_Excerpt provided:_
____________________
15 May 2006

"The Golden Age of the Small Press"

This blog’s two weeks old, but I’m still musing on Lance’s first post. Proclamations from the NYT (or anywhere else) about “bests” just provoke me to dig deep enough below the foundations to threaten the structure that makes such proclamations look interesting & credible to so many people. To be honest, I don’t think I’d care which book or author they proclaimed “best.” Art can’t be judged by arithmetical methods. So instead of commenting on the NYT’s arithmetical approach to literature, I’ll explore some of the thoughts I’ve had on reading Lance’s first post.

Now What. Among other things, we could add a question mark to these words and take them as a wide-open question. The discipline of History laid down the tracks for my synaptic connections at an impressionable age, so I’m wired to think that asking such a question implies the demand to see through the murk of what’s going on now and as well as some kind of sense of what’s already been. It could be that it isn’t necessary to attain a vision of either the present or the past in order to move somewhere else, but my entire mental apparatus would short-circuit if someone actually managed to convince me of that.

So, I grope about in the murk. This is especially hard to do since I’ve lately become disoriented by the discovery that a political form that once looked so hard & definite to my naïve eyes—I’m speaking of dictatorship—doesn’t necessarily come with an on/off switch. Those of us living the United States are living in the murk. And a fearful, denial-filled mess it is. I’m sure it all looks clear from the outside. But inside, there’s the babble of nonsense night and day. Here the very word “reality” is under contestation, if you know what I mean.
____________________
_Data block:_
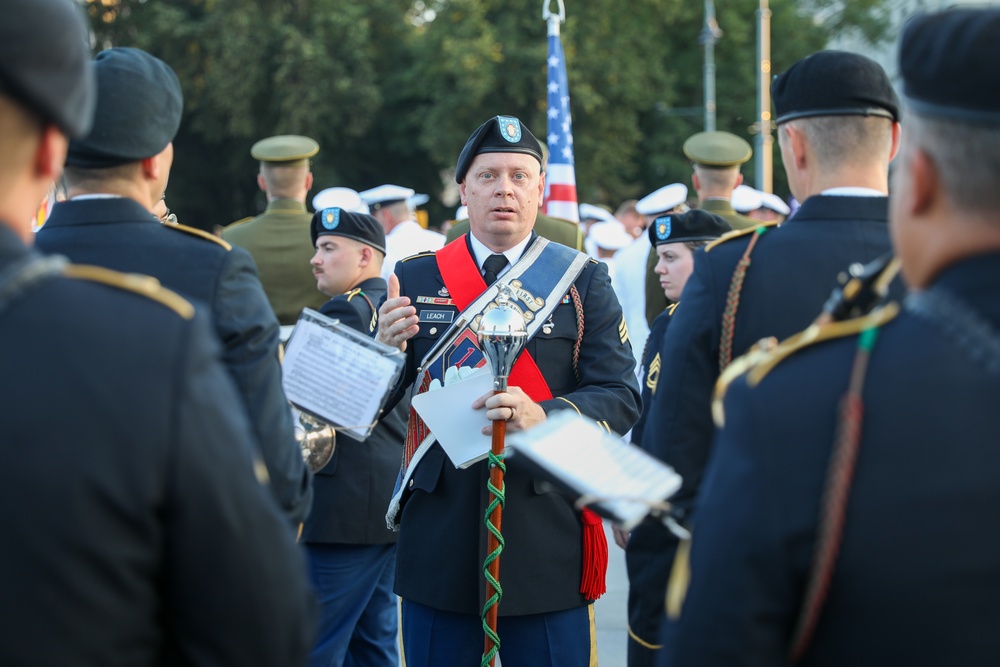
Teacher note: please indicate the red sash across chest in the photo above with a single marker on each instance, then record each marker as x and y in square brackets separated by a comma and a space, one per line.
[462, 279]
____________________
_What the task requires:_
Rewrite the blog post's passage starting with "So, I grope" and going on through "what I mean.", putting "tyranny" in place of "dictatorship". The lines have nothing to do with what comes next.

_The solution:_
So, I grope about in the murk. This is especially hard to do since I’ve lately become disoriented by the discovery that a political form that once looked so hard & definite to my naïve eyes—I’m speaking of tyranny—doesn’t necessarily come with an on/off switch. Those of us living the United States are living in the murk. And a fearful, denial-filled mess it is. I’m sure it all looks clear from the outside. But inside, there’s the babble of nonsense night and day. Here the very word “reality” is under contestation, if you know what I mean.